▸ **Data for processing**:
☆ ☆ ☆ ☆ ☆
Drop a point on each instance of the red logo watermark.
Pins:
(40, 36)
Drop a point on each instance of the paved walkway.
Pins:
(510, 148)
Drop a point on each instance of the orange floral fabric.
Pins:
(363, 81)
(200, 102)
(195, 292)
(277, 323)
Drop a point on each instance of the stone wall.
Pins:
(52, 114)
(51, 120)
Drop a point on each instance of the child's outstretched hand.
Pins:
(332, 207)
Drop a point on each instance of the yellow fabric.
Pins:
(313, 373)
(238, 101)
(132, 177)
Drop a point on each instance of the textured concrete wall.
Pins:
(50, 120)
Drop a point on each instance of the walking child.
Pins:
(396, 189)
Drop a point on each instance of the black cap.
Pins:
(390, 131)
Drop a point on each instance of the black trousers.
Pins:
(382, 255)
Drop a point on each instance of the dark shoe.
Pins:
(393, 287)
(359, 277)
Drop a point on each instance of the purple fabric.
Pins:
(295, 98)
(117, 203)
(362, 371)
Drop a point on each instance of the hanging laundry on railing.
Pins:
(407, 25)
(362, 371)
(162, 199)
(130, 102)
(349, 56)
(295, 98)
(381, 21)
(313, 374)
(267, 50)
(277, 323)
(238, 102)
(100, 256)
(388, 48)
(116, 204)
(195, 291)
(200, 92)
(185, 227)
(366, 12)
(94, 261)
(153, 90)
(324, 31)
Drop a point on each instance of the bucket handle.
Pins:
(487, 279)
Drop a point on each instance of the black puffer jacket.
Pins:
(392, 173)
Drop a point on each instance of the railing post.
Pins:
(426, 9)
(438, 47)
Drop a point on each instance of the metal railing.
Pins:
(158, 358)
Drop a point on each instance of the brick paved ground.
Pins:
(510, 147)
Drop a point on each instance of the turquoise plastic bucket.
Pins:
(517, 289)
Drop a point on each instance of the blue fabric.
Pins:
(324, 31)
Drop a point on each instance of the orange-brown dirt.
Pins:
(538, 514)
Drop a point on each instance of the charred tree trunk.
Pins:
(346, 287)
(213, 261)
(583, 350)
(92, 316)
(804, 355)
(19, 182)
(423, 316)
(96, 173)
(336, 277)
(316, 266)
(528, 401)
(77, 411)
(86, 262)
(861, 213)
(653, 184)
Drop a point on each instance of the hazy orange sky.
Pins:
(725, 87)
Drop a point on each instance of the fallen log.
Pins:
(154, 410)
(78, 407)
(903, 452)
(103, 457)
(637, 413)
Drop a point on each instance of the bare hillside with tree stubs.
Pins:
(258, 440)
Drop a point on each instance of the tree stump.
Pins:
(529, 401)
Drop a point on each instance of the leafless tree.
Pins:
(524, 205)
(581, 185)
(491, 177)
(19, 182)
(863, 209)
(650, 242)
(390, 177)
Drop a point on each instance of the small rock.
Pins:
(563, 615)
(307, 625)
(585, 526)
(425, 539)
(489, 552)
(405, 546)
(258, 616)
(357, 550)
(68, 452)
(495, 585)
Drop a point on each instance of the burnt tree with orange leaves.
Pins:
☆ ☆ ☆ ☆ ☆
▸ **Instruction**:
Make a verbatim copy of every entry shown above.

▸ **Written solution**:
Drop a point on each instance of the red logo watermark.
Pins:
(40, 36)
Drop a point on each instance of the paved walkway.
Pins:
(510, 148)
Drop a point on each instance of the orange floral fabric.
Pins:
(363, 81)
(200, 102)
(195, 292)
(277, 323)
Drop a point on each instance of the stone wall.
Pins:
(52, 114)
(51, 120)
Drop a point on each instance of the child's outstretched hand.
Pins:
(332, 207)
Drop a point on each instance of the yellow fabric.
Pins:
(313, 373)
(238, 101)
(132, 177)
Drop a point on each instance of the textured concrete wall.
Pins:
(50, 120)
Drop a point on each instance of the walking child.
Pins:
(396, 189)
Drop a point on each instance of the black cap.
Pins:
(390, 131)
Drop a point on each instance of the black trousers.
Pins:
(382, 255)
Drop a point on each instance of the dark shoe.
Pins:
(393, 287)
(359, 277)
Drop a point on each instance of the purple fabric.
Pins:
(295, 98)
(117, 203)
(362, 371)
Drop a point on each instance of the hanging laundry on railing.
Pins:
(407, 25)
(362, 371)
(162, 199)
(130, 102)
(349, 56)
(295, 98)
(381, 21)
(313, 374)
(267, 50)
(277, 323)
(238, 102)
(100, 256)
(388, 48)
(116, 204)
(195, 291)
(200, 92)
(185, 227)
(366, 12)
(94, 261)
(153, 90)
(324, 31)
Drop a point on each instance of the bucket handle.
Pins:
(487, 279)
Drop a point on each instance of the black puffer jacket.
Pins:
(392, 173)
Drop a point on each instance of the railing post.
Pins:
(426, 9)
(438, 47)
Drop a point on each instance of the metal railing.
Pins:
(158, 358)
Drop a point on each instance of the brick paved ground.
Pins:
(510, 147)
Drop a point on each instance of the turquoise plastic bucket.
Pins:
(517, 289)
Drop a point on each instance of the blue fabric.
Pins:
(324, 31)
Drop a point on each instance of the orange-brown dirt.
Pins:
(538, 514)
Drop a point on each instance of the charred tree trunk.
Pins:
(346, 287)
(213, 261)
(583, 350)
(92, 316)
(804, 355)
(19, 182)
(423, 316)
(96, 173)
(336, 277)
(316, 266)
(528, 401)
(77, 411)
(86, 262)
(861, 213)
(653, 184)
Drop a point on each instance of the hazy orange sky.
Pins:
(725, 87)
Drop a point on each instance of the fallen log.
Pins:
(154, 410)
(78, 407)
(903, 452)
(103, 457)
(637, 413)
Drop a point on each instance of the bare hillside with tree stubs.
Pins:
(258, 440)
Drop a point on each instance of the tree stump.
Pins:
(529, 401)
Drop a point on each instance of the leafless tree.
Pins:
(524, 205)
(581, 185)
(491, 177)
(19, 182)
(863, 209)
(650, 242)
(390, 177)
Drop a point on each instance of the small rock.
Pins:
(563, 615)
(307, 625)
(585, 526)
(425, 539)
(489, 552)
(405, 546)
(258, 616)
(357, 550)
(68, 452)
(495, 585)
Drop a point on each instance of the burnt tree with orange leaves.
Pins:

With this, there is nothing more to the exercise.